### Recorded information

# # # # #

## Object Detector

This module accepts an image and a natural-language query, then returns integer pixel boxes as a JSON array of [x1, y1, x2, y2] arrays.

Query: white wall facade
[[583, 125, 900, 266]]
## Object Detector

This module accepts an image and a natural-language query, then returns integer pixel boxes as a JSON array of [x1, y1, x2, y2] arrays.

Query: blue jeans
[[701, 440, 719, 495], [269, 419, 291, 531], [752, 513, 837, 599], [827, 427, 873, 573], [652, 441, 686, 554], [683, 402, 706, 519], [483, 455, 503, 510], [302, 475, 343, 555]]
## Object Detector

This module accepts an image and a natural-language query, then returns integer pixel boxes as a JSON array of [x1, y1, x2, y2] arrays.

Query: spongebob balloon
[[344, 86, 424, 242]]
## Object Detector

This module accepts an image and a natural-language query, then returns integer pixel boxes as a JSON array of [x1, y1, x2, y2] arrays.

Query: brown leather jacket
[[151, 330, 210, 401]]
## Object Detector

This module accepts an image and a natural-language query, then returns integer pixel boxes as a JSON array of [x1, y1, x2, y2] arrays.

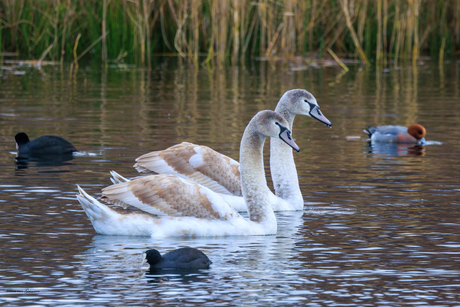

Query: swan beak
[[279, 129, 300, 152], [310, 105, 332, 127]]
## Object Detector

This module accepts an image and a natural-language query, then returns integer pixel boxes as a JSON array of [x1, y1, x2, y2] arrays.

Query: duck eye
[[304, 99, 308, 103]]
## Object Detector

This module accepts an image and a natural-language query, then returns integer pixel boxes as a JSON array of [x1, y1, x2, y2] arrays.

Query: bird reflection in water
[[15, 154, 76, 170], [145, 269, 210, 284], [367, 142, 425, 156]]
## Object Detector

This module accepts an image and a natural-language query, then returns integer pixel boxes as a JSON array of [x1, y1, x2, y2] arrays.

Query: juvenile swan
[[76, 110, 300, 237], [146, 247, 211, 269], [133, 89, 331, 212]]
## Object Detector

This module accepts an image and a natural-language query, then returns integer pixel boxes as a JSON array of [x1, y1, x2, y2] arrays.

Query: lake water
[[0, 59, 459, 306]]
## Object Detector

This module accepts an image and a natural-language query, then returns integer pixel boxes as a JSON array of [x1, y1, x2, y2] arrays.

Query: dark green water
[[0, 59, 459, 305]]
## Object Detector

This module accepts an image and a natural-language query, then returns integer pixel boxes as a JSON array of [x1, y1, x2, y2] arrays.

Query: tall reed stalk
[[0, 0, 457, 66]]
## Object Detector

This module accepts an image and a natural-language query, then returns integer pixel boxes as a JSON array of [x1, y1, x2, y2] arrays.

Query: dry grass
[[0, 0, 458, 67]]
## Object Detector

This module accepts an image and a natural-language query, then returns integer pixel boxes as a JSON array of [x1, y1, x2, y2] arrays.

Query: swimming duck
[[76, 110, 300, 237], [363, 124, 426, 145], [133, 89, 331, 212], [15, 132, 77, 157], [146, 247, 211, 269]]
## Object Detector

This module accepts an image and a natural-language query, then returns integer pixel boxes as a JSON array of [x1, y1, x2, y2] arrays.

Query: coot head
[[145, 249, 163, 266], [15, 132, 30, 149]]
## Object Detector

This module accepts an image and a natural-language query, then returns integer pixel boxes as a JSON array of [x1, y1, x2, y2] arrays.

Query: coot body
[[146, 247, 211, 270], [15, 132, 77, 158]]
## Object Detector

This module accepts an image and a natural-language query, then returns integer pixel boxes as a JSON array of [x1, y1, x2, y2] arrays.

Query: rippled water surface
[[0, 60, 459, 306]]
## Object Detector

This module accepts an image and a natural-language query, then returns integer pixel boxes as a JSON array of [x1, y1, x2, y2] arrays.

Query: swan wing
[[134, 142, 242, 196], [101, 174, 239, 220]]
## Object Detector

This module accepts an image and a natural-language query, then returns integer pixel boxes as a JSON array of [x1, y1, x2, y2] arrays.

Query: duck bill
[[279, 129, 300, 152], [310, 105, 332, 127], [417, 138, 426, 146]]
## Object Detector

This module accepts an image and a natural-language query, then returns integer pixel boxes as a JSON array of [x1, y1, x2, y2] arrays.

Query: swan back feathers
[[101, 174, 238, 220], [134, 142, 241, 196]]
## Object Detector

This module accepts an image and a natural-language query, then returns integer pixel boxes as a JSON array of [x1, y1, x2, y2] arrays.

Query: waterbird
[[15, 132, 77, 158], [133, 89, 331, 212], [146, 247, 211, 269], [76, 110, 300, 237], [363, 124, 426, 145]]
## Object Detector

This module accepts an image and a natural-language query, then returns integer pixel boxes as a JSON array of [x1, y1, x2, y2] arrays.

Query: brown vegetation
[[0, 0, 458, 67]]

# # # # #

Make an exact printout of the listing above, omitting the images.

### Solved exercise
## Object Detector

This module accepts an image and a natural-language query, then returns integer pixel boxes as a JSON array of [x1, y1, x2, y2] arrays.

Query: white wall facade
[[583, 125, 900, 266]]
## Object Detector

This module accepts an image and a natural-language query, then returns integer pixel boxes as a JSON array of [x1, y1, x2, y2] arrays.

Query: blue jeans
[[701, 440, 719, 495], [269, 419, 291, 531], [752, 513, 837, 599], [827, 427, 873, 573], [652, 441, 686, 554], [683, 402, 706, 519], [483, 455, 503, 510], [302, 475, 343, 555]]
## Object Detector

This module accepts an image and a natural-language query, then returns integer pixel boxes as a JSON array of [x1, y1, x2, y2] arrays.

Query: spongebob balloon
[[344, 86, 424, 242]]
## Object Detector

This module accepts an image and a natural-language query, then returns integer pixel boxes as a JSON array of [x1, y1, x2, y2] arrays.

Query: brown leather jacket
[[151, 330, 210, 401]]
## Object Detector

This module accepts an image and a natural-language query, then returns integer pixel boxes as a JSON array of [x1, y1, x2, y2] arrays.


Query: swan beak
[[279, 129, 300, 152], [310, 105, 332, 127]]
## Object Detector

This module accepts an image and a natural-language query, then returns integer pixel boxes as a JSON array of [x1, y1, x2, y2] arrays.

Query: duck eye
[[304, 99, 308, 103]]
## Object Detector

This module accepts an image and a natural-language query, then returns integer pixel boxes as a JSON array of [x1, y1, x2, y2] arrays.

Query: bird reflection in water
[[15, 154, 76, 170], [145, 269, 210, 284], [367, 142, 425, 156]]
## Object Detector

This module accepts an image and a natural-language query, then returns integer pixel boxes as a JSON array of [x1, y1, x2, y2] arrays.

Query: juvenile swan
[[76, 110, 300, 237], [146, 247, 211, 269], [133, 89, 331, 212]]
## Object Detector

This module accepts an image and a natural-language query, then returns integer pixel boxes as a JSON array of [x1, y1, x2, y2] arrays.

Query: lake water
[[0, 59, 459, 306]]
## Object Detector

This module accepts an image and a natural-language query, then returns integer pixel boxes as a JSON array of [x1, y1, x2, y2] arrays.

Query: dark green water
[[0, 59, 459, 305]]
## Object Detector

This module accepts an image and a natural-language query, then returns integer pixel boxes as a JSON array of [x1, y1, x2, y2] arrays.

Query: tall reed stalk
[[0, 0, 457, 66]]
## Object Detector

This module accepts an image and a natural-language query, then returns integer pixel boxes as a JSON array of [x1, y1, x2, y2] arrays.

Query: dry grass
[[0, 0, 458, 67]]
## Object Detector

This module accepts an image and a natural-language query, then returns integer pixel boxes as a JSON array of [x1, y1, x2, y2] arrays.

Query: swimming duck
[[76, 110, 300, 237], [363, 124, 426, 145], [133, 89, 331, 212], [15, 132, 77, 157], [146, 247, 211, 269]]
## Object Detector

This module accepts an image and a natural-language query, then returns integer pixel boxes as a JSON array of [x1, y1, x2, y2] arrays.

Query: coot head
[[145, 249, 163, 266], [15, 132, 30, 149]]
## Object Detector

This module accepts an image and a natural-language query, then returns integer pixel boxes as a JSON array of [x1, y1, x2, y2] arrays.

Query: coot body
[[146, 247, 211, 270], [15, 132, 77, 158]]
## Object Detector

This module accepts an image and a natural-language query, then returns integer pixel boxes as a JSON array of [x1, y1, x2, y2] arrays.

Query: rippled water surface
[[0, 60, 459, 306]]
## Object Detector

This module accepts an image and a natural-language query, then returns integer pixel boxes as a JSON array of [x1, y1, x2, y2] arrays.

Query: swan wing
[[134, 142, 242, 196], [101, 174, 239, 220]]
## Object Detector

This module accepts an image and a natural-language query, then returns integer pixel boxes as a JSON array of [x1, y1, x2, y2] arrays.

Query: duck bill
[[279, 129, 300, 152], [310, 105, 332, 127], [417, 138, 426, 146]]
## Object Detector

This module accepts an image and a natural-language query, then returns integer pixel boxes as a JSON array of [x1, y1, x2, y2] arrays.

Query: swan back feathers
[[101, 174, 238, 220], [134, 142, 241, 196]]
## Object Detector

This module accepts an image and a natural-language query, then returns integer pixel boxes as a JSON array of [x1, y1, x2, y2] arrays.

Query: waterbird
[[15, 132, 77, 158], [133, 89, 331, 212], [146, 247, 211, 269], [76, 110, 300, 237], [363, 124, 426, 145]]
## Object Detector

This module accepts an image and a natural-language query, then returns integer pixel boxes as a JSON array of [x1, y1, x2, y2] arrays.

Query: brown vegetation
[[0, 0, 458, 67]]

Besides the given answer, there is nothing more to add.